• Try it: The full set of entries must be copied exactly.

• Dataset content:
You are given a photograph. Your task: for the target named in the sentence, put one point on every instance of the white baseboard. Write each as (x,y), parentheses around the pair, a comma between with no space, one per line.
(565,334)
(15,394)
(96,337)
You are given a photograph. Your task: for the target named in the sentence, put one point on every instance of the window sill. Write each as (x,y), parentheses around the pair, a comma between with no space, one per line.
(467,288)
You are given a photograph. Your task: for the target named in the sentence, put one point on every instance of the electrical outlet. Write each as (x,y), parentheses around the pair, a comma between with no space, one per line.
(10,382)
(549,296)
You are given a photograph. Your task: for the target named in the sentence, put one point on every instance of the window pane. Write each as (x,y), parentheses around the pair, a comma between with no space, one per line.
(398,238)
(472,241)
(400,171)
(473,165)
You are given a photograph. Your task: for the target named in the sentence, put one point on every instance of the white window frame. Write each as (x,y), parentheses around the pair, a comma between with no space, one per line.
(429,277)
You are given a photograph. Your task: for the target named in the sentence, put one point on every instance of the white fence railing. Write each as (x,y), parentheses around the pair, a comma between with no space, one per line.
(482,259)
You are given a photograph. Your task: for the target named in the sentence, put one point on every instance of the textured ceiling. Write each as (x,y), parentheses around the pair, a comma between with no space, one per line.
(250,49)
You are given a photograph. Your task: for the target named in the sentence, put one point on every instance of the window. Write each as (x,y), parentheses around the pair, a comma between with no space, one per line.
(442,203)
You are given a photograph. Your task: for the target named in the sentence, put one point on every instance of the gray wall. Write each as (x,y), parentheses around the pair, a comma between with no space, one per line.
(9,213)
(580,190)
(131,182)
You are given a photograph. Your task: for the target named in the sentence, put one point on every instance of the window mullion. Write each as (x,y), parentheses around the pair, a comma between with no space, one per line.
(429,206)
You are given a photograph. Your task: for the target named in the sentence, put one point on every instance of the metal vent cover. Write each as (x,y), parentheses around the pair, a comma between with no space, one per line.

• Response to the task:
You are given a photograph. Your task: for the target named in the sentence, put one point on every instance of the white baseboard. Write each as (x,y), parentheses around the pair, a comma between with no space, one per line.
(565,334)
(15,394)
(96,337)
You are given a photograph. Your task: for the target named in the sentence, put one point on every instance of the window sill. Write each as (x,y), parentheses around the pair, a comma between with no space, one per line.
(467,288)
You are given a photograph. Your task: for the target named in the sentence, put one point on every instance of the electrical outlet. Write each as (x,y), parentheses around the pair, a comma between with no space, one per line.
(10,382)
(549,296)
You are given a photograph. Your task: for the target named in the sentence, put one point on every instance of the window pane. Write each as (x,y), parentheses around the pair, a comma between with no space, one per line.
(398,238)
(472,241)
(400,171)
(473,165)
You are given a photograph. Your task: for the target named in the sentence, put one point on every instance of the white window frame. Write each as (x,y), parentheses around the pair, a comma between with no space, one per line.
(429,277)
You are given a photograph. Your task: for the target named in the sentence, put one point on every instance of the white fence railing. Write each as (x,y), parentheses around the pair, a comma between with no space, one per line.
(482,259)
You are given a photograph. Your task: for the target named in the sentence, put one point on every instance of the textured ceiling. Write each as (x,y), parentheses around the pair, a comma between with no space, one per line.
(250,49)
You are given a photograph. Your task: for the target named in the sentence, put one point on every instance of the window. Write each as (x,y), parentheses around the pair, a comma between with no space, one per line.
(442,203)
You are given a photograph. Your task: for the target named in the sentence, put one point on every instance of the gray wall. Write each as (x,y), parentheses around the pair, a comma between with no space, one per line.
(9,213)
(580,190)
(131,182)
You are given a photograph. Your task: for the target named in the sentence, put one point on every instance of the window mullion. Write each as (x,y), parentheses around the pair, a comma between with no space, one per line.
(429,206)
You are given a photograph. Your task: for the target named in the sentence, put one point on every instance of the metal vent cover. Write each as (x,y), parentheses around the pair, a comma between with no space, one per line.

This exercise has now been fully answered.